* _JOB_
Take the line that contains "rectangular window, one point per instance." as the first line and the final line of the records as the last; return exactly those lines and the lines between.

* _EXTRACTED ENTRIES_
###

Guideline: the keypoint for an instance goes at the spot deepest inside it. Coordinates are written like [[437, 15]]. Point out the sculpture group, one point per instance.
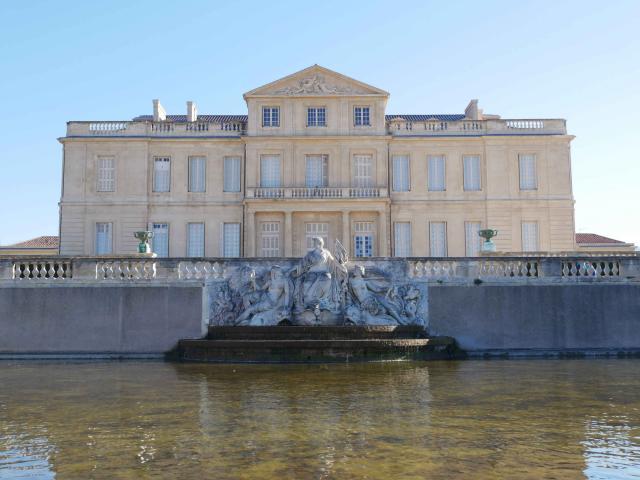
[[320, 290]]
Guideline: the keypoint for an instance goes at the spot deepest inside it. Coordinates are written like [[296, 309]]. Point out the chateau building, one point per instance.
[[316, 155]]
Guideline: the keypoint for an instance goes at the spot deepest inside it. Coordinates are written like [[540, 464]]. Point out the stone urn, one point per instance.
[[488, 234], [144, 237]]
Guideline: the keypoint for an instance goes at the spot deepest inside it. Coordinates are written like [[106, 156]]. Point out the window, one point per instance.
[[402, 239], [270, 239], [528, 175], [106, 174], [197, 174], [530, 237], [316, 117], [361, 116], [104, 238], [438, 239], [161, 174], [231, 174], [471, 172], [270, 116], [270, 171], [362, 171], [401, 173], [231, 240], [316, 175], [363, 239], [316, 230], [195, 240], [472, 240], [160, 240], [436, 176]]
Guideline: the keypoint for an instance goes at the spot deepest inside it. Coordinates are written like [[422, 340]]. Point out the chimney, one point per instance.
[[192, 112], [159, 115], [472, 112]]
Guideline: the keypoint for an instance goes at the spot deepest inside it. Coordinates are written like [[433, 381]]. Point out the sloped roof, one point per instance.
[[45, 241], [595, 238]]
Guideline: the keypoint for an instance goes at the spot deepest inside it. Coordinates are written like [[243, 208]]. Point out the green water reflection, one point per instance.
[[472, 419]]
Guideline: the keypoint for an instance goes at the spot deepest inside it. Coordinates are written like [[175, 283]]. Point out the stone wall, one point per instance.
[[98, 319]]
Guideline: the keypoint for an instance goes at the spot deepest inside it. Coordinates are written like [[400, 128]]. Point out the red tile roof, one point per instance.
[[46, 241], [595, 238]]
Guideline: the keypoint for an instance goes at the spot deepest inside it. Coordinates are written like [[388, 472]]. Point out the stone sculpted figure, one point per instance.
[[319, 280], [271, 302]]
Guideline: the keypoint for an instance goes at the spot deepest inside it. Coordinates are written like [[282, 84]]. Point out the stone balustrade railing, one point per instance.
[[154, 129], [400, 127], [316, 192], [568, 268]]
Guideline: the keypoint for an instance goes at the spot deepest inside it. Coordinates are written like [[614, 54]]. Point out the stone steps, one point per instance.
[[288, 344]]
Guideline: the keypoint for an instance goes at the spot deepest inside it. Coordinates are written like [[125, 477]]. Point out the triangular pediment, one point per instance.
[[316, 81]]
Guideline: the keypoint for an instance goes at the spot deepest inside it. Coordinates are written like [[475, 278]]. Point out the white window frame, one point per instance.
[[528, 171], [401, 180], [232, 174], [316, 229], [195, 245], [268, 178], [155, 228], [472, 173], [530, 236], [314, 176], [363, 239], [316, 117], [106, 173], [270, 116], [438, 246], [230, 247], [363, 170], [472, 241], [270, 239], [161, 182], [362, 116], [197, 174], [104, 246], [436, 171], [401, 249]]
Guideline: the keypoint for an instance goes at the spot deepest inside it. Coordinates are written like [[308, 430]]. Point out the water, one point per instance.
[[471, 419]]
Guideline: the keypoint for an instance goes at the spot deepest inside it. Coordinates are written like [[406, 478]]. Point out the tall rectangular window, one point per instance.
[[316, 173], [402, 239], [472, 241], [363, 239], [231, 240], [231, 174], [436, 173], [195, 240], [530, 237], [270, 171], [361, 116], [270, 116], [106, 174], [316, 117], [160, 240], [104, 238], [270, 239], [471, 172], [316, 230], [197, 174], [362, 171], [161, 174], [438, 239], [528, 172], [401, 173]]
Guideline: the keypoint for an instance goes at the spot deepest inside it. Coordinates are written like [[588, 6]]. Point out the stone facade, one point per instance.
[[316, 155]]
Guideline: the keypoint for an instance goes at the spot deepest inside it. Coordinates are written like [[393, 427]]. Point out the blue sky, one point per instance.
[[578, 60]]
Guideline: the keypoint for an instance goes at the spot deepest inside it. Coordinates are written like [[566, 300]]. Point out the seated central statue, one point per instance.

###

* _SOLUTION FOR THIS PROBLEM_
Guideline: the keypoint for an instance goes at the spot deepest inside it. Coordinates are written like [[406, 478]]. Point out the tall rectangular window, one point per instance.
[[316, 173], [402, 239], [472, 241], [363, 239], [231, 240], [231, 174], [436, 173], [195, 240], [530, 237], [270, 171], [361, 116], [270, 116], [106, 174], [316, 117], [160, 240], [104, 238], [270, 239], [471, 172], [316, 230], [197, 174], [362, 171], [161, 174], [438, 239], [528, 172], [401, 173]]
Guideline: the keypoint for an instance goes at the spot deepest inside it. Coordinates are written like [[588, 6]]. Point out the stone facade, one point per instance.
[[316, 155]]
Guideline: the keypoint for an instance goes at the spot deepest inside it. Coordinates are written like [[393, 427]]. Point out the blue sky, one point per instance.
[[578, 60]]
Guideline: the keypoint for an instance goes at the spot deepest inside it. Coordinates are written like [[566, 300]]. Point out the seated central statue, one point per instance.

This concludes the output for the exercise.